**PAGE**
== == ==
Milho Vermelho / Hong Gao Liang

 

A Chinese Actress Blossoms on the Screen By HOWARD FEINSTE IN APRIL 11, 1993 NYTIMES

In Chinese, Hua Ping, actually a flower vase, is a pejorative term for a beautiful but empty actress. Some Chinese-speaking moviegoers reportedly applied the words to Gong Li after her debut in Zhang Yimou's 1988 film "Red Sorghum." But the criticism abated after Mr. Zhang's next two films -- "Ju Dou" in 1990 and "Raise the Red Lantern" in 1991 -- in which Gong Li played the leads.

Last year's "Story of Qiu Ju," with Gong Li in the title role, may have silenced the skeptics forever. The film, which opens on Friday at the Lincoln Plaza in Manhattan, won the top prize at the Venice Film Festival, and Gong Li took the award for best actress. When "The Story of Qiu Ju," also directed by Mr. Zhang, played last fall at the New York Film Festival, Janet Maslin of The Times praised the actress for emerging once again "as a figure of astonishing fortitude."

The film, a jab at the pervasive bureaucracy that cripples China, is a comedy about how society bruises one of its members -- literally. The 27-year-old Gong Li portrays the pregnant wife of a chili farmer, Quinglai, who has been kicked in the groin by the village chief for commenting that the chief fathers only "hens."

Qiu Ju trudges frustratingly through rural and urban courts just to get an official explanation for this offense. When she enters a life-threatening labor, the chief helps to save both mother and newborn. The child being a son, all forget the now-repaired damage to Quinglai's masculinity. Only then do the police arrive, with less than impeccable timing, to arrest the chief.

In drawing the character of Qiu Ju, Mr. Zhang recalled the gestures and speech patterns of expectant women in his birthplace, Shanxi, the city in northern China near the village where the film was shot.

When they get pregnant, they walk slowly, and they're short of breath," he explained. "So when I drew this character, I made her short of energy. I told Gong Li, 'Slow -- psychologically and physically.' Qiu Ju represents the perseverance of Chinese women, which contrasts with her slowness."

In preparing for her roles, Gong Li typically reads a script, then lays it aside until just before each take. Her performances are instinctive, she says, and her abilities as a mimic enable her to adopt regional accents quickly and convincingly.

"An actor should not memorize every line but should allow new things to happen," she said. "I need a collaboration with the director and other actors, something at the location that allows something else to emerge."
== == ==
**DATASET**
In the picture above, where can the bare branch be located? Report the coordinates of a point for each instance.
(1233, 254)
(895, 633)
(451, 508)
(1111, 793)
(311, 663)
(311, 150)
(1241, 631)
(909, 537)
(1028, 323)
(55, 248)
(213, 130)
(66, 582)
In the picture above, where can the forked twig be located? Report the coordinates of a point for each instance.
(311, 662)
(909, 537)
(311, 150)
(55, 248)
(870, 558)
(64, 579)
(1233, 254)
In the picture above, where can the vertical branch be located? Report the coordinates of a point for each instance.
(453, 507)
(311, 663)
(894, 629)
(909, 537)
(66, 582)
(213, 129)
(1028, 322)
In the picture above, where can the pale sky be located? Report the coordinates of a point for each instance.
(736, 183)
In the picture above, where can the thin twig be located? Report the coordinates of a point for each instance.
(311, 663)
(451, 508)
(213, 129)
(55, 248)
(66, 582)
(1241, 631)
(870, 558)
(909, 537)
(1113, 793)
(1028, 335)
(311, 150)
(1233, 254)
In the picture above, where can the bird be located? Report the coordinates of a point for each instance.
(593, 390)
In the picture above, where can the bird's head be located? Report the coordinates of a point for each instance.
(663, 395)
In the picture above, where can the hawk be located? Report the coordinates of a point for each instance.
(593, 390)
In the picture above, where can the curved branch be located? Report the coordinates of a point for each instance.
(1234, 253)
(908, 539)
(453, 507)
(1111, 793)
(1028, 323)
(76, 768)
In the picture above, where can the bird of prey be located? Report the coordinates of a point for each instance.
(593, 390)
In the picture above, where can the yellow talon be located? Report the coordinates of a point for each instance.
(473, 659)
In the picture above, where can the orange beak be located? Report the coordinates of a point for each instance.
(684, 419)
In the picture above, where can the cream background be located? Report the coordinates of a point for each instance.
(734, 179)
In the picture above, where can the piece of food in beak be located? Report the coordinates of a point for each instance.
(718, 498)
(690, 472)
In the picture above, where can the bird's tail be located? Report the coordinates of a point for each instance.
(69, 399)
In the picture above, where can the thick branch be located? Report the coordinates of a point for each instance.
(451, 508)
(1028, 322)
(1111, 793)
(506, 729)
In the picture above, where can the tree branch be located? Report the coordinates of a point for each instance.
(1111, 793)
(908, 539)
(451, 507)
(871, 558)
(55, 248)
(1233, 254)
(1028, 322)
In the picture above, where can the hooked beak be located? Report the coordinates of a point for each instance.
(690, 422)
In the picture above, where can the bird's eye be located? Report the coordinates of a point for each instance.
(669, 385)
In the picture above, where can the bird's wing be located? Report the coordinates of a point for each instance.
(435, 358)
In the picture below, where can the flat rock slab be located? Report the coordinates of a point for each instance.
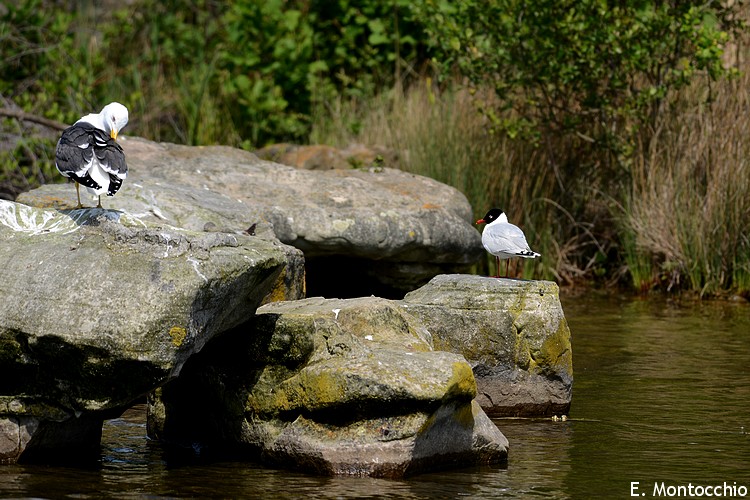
(335, 387)
(377, 224)
(99, 308)
(514, 334)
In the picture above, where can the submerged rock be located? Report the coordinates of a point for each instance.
(513, 333)
(99, 308)
(337, 387)
(363, 231)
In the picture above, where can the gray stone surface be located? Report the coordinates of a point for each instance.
(514, 334)
(338, 387)
(372, 229)
(100, 307)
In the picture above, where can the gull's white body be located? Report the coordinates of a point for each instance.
(88, 153)
(112, 118)
(503, 239)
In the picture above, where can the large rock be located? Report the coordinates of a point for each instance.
(514, 334)
(363, 231)
(336, 387)
(98, 308)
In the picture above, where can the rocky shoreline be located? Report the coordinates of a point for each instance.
(191, 286)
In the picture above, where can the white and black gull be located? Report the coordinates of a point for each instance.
(88, 153)
(503, 239)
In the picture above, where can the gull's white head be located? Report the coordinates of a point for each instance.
(114, 117)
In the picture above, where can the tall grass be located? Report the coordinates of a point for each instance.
(689, 203)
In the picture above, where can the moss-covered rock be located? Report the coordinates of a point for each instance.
(100, 307)
(363, 231)
(348, 387)
(514, 334)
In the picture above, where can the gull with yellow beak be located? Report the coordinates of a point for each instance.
(88, 153)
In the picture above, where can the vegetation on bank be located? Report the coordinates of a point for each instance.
(613, 134)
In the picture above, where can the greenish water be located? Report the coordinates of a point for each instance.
(661, 395)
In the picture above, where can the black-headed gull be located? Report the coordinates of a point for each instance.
(504, 240)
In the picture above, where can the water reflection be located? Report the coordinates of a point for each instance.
(661, 394)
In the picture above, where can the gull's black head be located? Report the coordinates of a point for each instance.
(491, 216)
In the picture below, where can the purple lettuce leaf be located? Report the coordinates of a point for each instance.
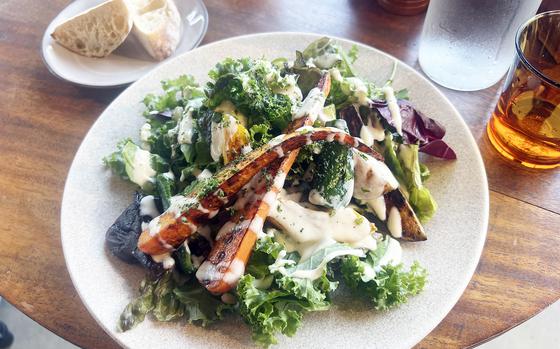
(354, 121)
(419, 129)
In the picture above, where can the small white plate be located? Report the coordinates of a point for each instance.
(93, 198)
(129, 61)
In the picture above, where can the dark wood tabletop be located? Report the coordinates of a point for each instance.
(44, 119)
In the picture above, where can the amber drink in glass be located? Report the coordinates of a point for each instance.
(525, 126)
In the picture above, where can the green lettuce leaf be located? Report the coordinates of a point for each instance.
(403, 162)
(248, 85)
(279, 307)
(170, 297)
(389, 286)
(259, 134)
(125, 159)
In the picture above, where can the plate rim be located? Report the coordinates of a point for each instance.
(46, 37)
(480, 243)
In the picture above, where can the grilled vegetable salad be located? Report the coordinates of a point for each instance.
(262, 191)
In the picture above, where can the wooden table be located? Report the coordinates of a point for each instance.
(43, 120)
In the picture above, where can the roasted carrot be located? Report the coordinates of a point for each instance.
(234, 244)
(411, 228)
(181, 219)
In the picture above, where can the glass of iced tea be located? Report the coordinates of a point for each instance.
(525, 126)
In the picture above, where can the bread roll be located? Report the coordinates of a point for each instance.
(157, 25)
(97, 31)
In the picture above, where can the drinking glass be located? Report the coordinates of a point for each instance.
(525, 125)
(467, 45)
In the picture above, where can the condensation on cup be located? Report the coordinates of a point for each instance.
(468, 45)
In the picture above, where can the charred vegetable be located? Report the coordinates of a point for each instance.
(333, 182)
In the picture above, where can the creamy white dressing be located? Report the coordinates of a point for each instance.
== == ==
**PROBLEM DESCRIPTION**
Transcribe the passage of the Gong Li article above, starting at "A Chinese Actress" and ending at "played the leads.".

**ANSWER**
A Chinese Actress Blossoms on the Screen By HOWARD FEINSTE IN APRIL 11, 1993 NYTIMES

In Chinese, Hua Ping, actually a flower vase, is a pejorative term for a beautiful but empty actress. Some Chinese-speaking moviegoers reportedly applied the words to Gong Li after her debut in Zhang Yimou's 1988 film "Red Sorghum." But the criticism abated after Mr. Zhang's next two films -- "Ju Dou" in 1990 and "Raise the Red Lantern" in 1991 -- in which Gong Li played the leads.